### Source
++++++++++++++++++++

Dot: That was my Virgin Alarm. It's programmed to go off before you do!
- Cyrano de Bergerac: Roxanne's chaperone is actually named Duenna.
- Done as a Running Gag in Robin Hood: Men in Tights (Mel Brooks seems to like this trope), which has Maid Marian's guardian, Broomhilde, repeatedly foil Robin's attempts to score with Marian. One instance has Robin blow a kiss, but Broomhilde promptly snatches it out of the air before it can reach Marian. And this one:
Broomhilde appears suddenly and prevents a kiss between Robin and Marian.
Robin and Marian sigh and roll eyes.
Broomhilde: (sternly) "No ding-ding without the wedding ring."
- Occasionally referenced in the works of Robert A. Heinlein. If they're set before World War II, then chaperonage was an issue to be confronted.
- In William Hope Hodgson's Carnacki the Ghost-Finder short story "The Horse of the Invisible", while Beaumont and his fiancee Miss Hisgins are together, they're chaperoned by her aunt.
- In Heidi, Fräulein Rottenmeier's role seems to prevent the title character (who is a rather adventurous 5-year-old) from having too much influence on her ward Klara, who is very frail.

++++++++++++++++++++

### Provided material
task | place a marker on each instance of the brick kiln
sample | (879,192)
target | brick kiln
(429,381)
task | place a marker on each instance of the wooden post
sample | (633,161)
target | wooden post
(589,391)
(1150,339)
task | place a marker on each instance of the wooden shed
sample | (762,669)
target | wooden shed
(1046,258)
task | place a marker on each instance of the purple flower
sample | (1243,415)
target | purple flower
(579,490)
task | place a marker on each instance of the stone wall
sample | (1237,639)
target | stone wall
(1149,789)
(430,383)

++++++++++++++++++++

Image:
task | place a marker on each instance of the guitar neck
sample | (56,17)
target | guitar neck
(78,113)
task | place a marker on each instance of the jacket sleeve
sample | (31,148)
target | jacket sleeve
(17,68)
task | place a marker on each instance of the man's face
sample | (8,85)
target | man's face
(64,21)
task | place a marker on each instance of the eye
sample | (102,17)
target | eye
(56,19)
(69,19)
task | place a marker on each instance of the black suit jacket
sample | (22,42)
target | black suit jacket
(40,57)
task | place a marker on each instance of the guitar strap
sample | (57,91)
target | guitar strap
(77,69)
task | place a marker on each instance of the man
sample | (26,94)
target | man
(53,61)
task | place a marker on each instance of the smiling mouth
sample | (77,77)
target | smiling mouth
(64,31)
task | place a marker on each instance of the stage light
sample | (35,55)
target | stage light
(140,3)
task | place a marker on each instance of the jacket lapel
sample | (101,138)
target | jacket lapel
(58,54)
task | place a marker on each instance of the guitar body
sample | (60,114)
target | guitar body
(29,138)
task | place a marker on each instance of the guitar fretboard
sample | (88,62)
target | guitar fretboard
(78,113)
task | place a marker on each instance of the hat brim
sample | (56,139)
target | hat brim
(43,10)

++++++++++++++++++++

### Task details
Resume the list of fictional chaperones from where it stops.

### Task result
- In Airborn, Ms. Simpkins fits this to a tee; she's not very brave, tries to keep her charge Kate from doing anything fun, and is especially suspicious when any young men are around.
- In All Men of Genius, it's assumed by many characters that this is the situation with Cecily and her governess Miriam, though in fact, Miriam isn't actually very old and is a lot less prim when she isn't under observation. She's in a relationship with one of the senior students at the Academy, and goes out drinking with him and his friends. This causes problems when another student notices and tries to blackmail her into letting him hook up with Cecily.
- Subverted in Sorcerer To The Crown: Prunella wants to travel to London with Zacharias. Her guardian would not allow this without a chaperone, so Prunella creates a kind of golem out of old clothes and illusions to give the impression that there is an older maidservant who will travel with them. There is no need for an actual chaperone, as Zacharias isn't a rapist (as is stated in an earlier scene when Prunella is alone with him, the thought would not even enter his mind), and Prunella is a practical-minded woman who wouldn't do anything that would damage her future.
- Star Trek: The Next Generation episode "The Dauphin": Salia, the future queen of Daled IV, is accompanied by her governess Anya, who is very protective of her. When Wesley is attracted to Salia and they get together, Anya turns into a giant monster and breaks into Wesley's cabin to stop them.
- In one episode of The Golden Girls, Blanche is uncomfortable about having made a date with a man in a wheelchair, so to avoid intimacy she takes Sophia along, claiming that she is her grandmother and chaperone.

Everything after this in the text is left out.